[Stored dataset items]
++++++++++++++++++++

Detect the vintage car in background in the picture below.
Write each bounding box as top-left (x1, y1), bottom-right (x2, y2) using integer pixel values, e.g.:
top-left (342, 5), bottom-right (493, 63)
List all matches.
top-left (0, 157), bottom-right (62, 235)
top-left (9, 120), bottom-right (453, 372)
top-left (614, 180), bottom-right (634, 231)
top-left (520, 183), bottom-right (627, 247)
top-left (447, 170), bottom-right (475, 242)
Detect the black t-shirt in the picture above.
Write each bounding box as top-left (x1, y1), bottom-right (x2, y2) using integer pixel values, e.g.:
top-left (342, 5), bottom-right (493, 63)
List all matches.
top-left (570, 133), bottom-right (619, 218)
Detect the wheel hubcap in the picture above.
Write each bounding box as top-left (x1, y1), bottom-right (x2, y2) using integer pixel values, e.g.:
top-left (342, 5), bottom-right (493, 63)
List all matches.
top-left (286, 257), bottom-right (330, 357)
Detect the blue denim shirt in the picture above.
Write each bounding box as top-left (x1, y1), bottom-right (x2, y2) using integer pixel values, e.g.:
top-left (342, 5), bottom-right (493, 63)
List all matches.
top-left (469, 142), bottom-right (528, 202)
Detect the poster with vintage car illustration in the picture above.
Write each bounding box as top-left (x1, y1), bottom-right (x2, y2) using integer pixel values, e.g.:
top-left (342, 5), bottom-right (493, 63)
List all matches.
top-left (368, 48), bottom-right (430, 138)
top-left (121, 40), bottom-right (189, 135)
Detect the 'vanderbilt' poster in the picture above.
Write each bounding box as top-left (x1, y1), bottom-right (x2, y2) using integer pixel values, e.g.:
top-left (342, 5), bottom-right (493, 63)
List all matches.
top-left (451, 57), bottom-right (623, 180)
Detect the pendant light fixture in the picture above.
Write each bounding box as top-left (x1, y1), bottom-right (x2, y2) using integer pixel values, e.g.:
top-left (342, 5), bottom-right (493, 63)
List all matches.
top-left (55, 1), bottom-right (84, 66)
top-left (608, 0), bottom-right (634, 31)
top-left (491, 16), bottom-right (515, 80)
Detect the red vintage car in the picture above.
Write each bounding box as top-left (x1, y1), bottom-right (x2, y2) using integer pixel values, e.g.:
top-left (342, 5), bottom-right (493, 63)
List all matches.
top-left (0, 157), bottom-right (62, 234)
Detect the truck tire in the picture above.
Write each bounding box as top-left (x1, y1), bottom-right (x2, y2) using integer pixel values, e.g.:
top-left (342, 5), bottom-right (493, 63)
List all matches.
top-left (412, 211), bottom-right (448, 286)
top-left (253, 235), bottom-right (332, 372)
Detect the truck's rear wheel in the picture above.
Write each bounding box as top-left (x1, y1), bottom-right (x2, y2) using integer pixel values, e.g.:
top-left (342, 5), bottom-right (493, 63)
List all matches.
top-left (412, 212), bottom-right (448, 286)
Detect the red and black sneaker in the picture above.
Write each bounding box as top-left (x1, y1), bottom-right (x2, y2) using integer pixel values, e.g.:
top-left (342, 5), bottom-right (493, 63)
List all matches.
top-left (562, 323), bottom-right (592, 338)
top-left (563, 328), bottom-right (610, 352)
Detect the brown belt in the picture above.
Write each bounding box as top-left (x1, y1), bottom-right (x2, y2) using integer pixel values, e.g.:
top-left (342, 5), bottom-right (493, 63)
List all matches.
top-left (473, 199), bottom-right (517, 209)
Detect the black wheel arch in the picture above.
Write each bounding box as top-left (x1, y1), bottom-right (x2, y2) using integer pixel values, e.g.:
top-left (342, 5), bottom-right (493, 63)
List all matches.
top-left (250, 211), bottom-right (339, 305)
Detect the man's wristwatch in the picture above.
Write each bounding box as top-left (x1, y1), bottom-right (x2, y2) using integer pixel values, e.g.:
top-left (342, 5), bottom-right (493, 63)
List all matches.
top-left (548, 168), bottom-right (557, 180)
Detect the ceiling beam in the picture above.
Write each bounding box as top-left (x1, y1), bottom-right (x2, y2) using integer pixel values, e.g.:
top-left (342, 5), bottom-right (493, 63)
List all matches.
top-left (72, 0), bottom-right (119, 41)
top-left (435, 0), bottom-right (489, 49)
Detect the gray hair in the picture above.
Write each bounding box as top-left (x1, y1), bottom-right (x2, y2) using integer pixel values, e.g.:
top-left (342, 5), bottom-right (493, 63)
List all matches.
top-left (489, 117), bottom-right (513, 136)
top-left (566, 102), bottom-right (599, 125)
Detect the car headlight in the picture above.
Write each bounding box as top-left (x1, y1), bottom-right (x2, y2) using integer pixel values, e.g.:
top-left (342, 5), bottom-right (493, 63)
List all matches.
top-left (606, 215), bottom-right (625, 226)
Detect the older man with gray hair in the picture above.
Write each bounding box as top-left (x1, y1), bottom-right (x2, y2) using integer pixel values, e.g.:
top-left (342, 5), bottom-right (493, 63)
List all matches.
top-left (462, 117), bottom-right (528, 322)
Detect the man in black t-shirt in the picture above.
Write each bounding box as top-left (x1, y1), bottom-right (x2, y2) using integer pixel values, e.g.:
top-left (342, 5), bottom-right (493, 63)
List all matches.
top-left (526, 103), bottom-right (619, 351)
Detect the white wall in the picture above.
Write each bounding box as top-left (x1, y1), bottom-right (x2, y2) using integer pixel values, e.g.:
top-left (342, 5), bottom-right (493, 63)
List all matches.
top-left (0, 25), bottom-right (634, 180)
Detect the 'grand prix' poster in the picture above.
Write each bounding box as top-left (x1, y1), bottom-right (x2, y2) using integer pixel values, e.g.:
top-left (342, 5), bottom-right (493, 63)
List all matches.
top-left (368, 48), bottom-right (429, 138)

++++++++++++++++++++

[WHAT TO PRODUCE]: Edit the records above by changing every "integer pixel values" to "whole-number pixel coordinates", and leave all other text as it is.

[REPLY TO THE EXERCISE]:
Detect the vintage car in background in the picture below.
Write each bounding box as top-left (x1, y1), bottom-right (x2, y2) using whole-number pixel coordinates, e.g.:
top-left (342, 5), bottom-right (493, 63)
List all matches.
top-left (0, 157), bottom-right (62, 235)
top-left (9, 120), bottom-right (453, 372)
top-left (614, 180), bottom-right (634, 231)
top-left (520, 183), bottom-right (627, 247)
top-left (447, 170), bottom-right (475, 242)
Detect the black t-shirt in the picture above.
Write each bounding box as top-left (x1, y1), bottom-right (x2, y2) using whole-number pixel coordinates, e.g.:
top-left (342, 5), bottom-right (493, 63)
List all matches.
top-left (570, 133), bottom-right (619, 218)
Detect the wheel hubcap in the picture above.
Write each bounding box as top-left (x1, y1), bottom-right (x2, y2) using whole-number pixel coordinates, e.g.:
top-left (342, 5), bottom-right (493, 63)
List all matches.
top-left (286, 257), bottom-right (330, 357)
Detect the blue denim shirt in the picture above.
Write each bounding box as top-left (x1, y1), bottom-right (x2, y2) using whole-number pixel coordinates, e.g.:
top-left (342, 5), bottom-right (493, 63)
List all matches.
top-left (469, 142), bottom-right (528, 202)
Detect the poster with vintage car illustration in the picture above.
Write each bounding box as top-left (x1, y1), bottom-right (x2, y2) using whole-number pixel coordinates, e.g.:
top-left (342, 5), bottom-right (493, 63)
List all matches.
top-left (368, 48), bottom-right (430, 138)
top-left (121, 40), bottom-right (189, 135)
Detect the 'vanderbilt' poster in the picture above.
Write each bounding box as top-left (x1, y1), bottom-right (x2, y2) using whole-number pixel coordinates, e.g.:
top-left (342, 5), bottom-right (493, 63)
List all matches.
top-left (451, 57), bottom-right (623, 180)
Detect the pendant light fixture in the picture above.
Write each bounding box as top-left (x1, y1), bottom-right (x2, y2) using whole-number pixel coordinates, e.g.:
top-left (342, 5), bottom-right (493, 63)
List all matches.
top-left (55, 1), bottom-right (84, 66)
top-left (608, 0), bottom-right (634, 31)
top-left (491, 16), bottom-right (515, 80)
Detect the red vintage car in the picture above.
Write each bounding box as top-left (x1, y1), bottom-right (x2, y2) using whole-number pixel coordinates, e.g.:
top-left (342, 5), bottom-right (493, 63)
List all matches.
top-left (0, 157), bottom-right (62, 234)
Detect the truck tire in the picture above.
Write each bounding box as top-left (x1, y1), bottom-right (x2, y2) using whole-number pixel coordinates, e.g.:
top-left (342, 5), bottom-right (493, 63)
List all matches.
top-left (412, 211), bottom-right (448, 286)
top-left (253, 235), bottom-right (332, 372)
Detect the truck's rear wheel in the picture above.
Write each bounding box as top-left (x1, y1), bottom-right (x2, y2) using whole-number pixel coordinates, e.g.:
top-left (342, 5), bottom-right (493, 63)
List all matches.
top-left (412, 212), bottom-right (448, 286)
Detect the red and black sneaker in the picture above.
Write each bounding box as top-left (x1, y1), bottom-right (x2, y2) using whole-number pixel coordinates, e.g.:
top-left (342, 5), bottom-right (493, 63)
List all matches.
top-left (562, 323), bottom-right (592, 338)
top-left (563, 328), bottom-right (610, 352)
Detect the brown belt in the picture above.
Write each bounding box as top-left (x1, y1), bottom-right (x2, y2) using whole-number pixel coordinates, e.g.:
top-left (342, 5), bottom-right (493, 63)
List all matches.
top-left (473, 199), bottom-right (517, 209)
Detect the black wheel arch in the picture above.
Write each bounding box as top-left (x1, y1), bottom-right (x2, y2) using whole-number pixel coordinates, e.g.:
top-left (342, 5), bottom-right (493, 63)
List all matches.
top-left (250, 211), bottom-right (339, 305)
Detect the man's wristwatch in the picture above.
Write each bounding box as top-left (x1, y1), bottom-right (x2, y2) using whole-number pixel coordinates, e.g.:
top-left (342, 5), bottom-right (493, 63)
List all matches.
top-left (548, 168), bottom-right (557, 180)
Detect the ceiling beam in the picture above.
Write each bounding box as top-left (x1, y1), bottom-right (x2, y2) using whole-number pixel coordinates, e.g.:
top-left (342, 5), bottom-right (493, 63)
List all matches.
top-left (72, 0), bottom-right (119, 41)
top-left (435, 0), bottom-right (489, 49)
Detect the gray hair in the picture above.
Write each bounding box as top-left (x1, y1), bottom-right (x2, y2) using whole-number pixel coordinates, e.g.:
top-left (342, 5), bottom-right (493, 63)
List all matches.
top-left (489, 117), bottom-right (513, 136)
top-left (566, 102), bottom-right (599, 125)
Detect the car headlight in the picture above.
Write each bounding box as top-left (x1, y1), bottom-right (x2, y2) using whole-number pixel coordinates, e.g.:
top-left (342, 5), bottom-right (493, 63)
List all matches.
top-left (606, 215), bottom-right (625, 226)
Detect the older man with gray hair in the picture above.
Write each bounding box as top-left (x1, y1), bottom-right (x2, y2) using whole-number pixel coordinates, e.g.:
top-left (342, 5), bottom-right (493, 63)
List all matches.
top-left (462, 117), bottom-right (528, 322)
Detect the man in black t-shirt in the picture above.
Write each bounding box as top-left (x1, y1), bottom-right (x2, y2) using whole-number pixel coordinates, e.g.:
top-left (342, 5), bottom-right (493, 63)
List all matches.
top-left (526, 103), bottom-right (619, 351)
Detect the white wall in the picture above.
Write each bounding box as top-left (x1, y1), bottom-right (x2, y2) using whole-number pixel coordinates, e.g.:
top-left (342, 5), bottom-right (493, 63)
List all matches.
top-left (0, 25), bottom-right (634, 180)
Detect the 'grand prix' poster in the picture above.
Write each bounding box as top-left (x1, y1), bottom-right (x2, y2) using whole-number pixel coordinates, e.g.:
top-left (342, 5), bottom-right (493, 63)
List all matches.
top-left (368, 48), bottom-right (429, 138)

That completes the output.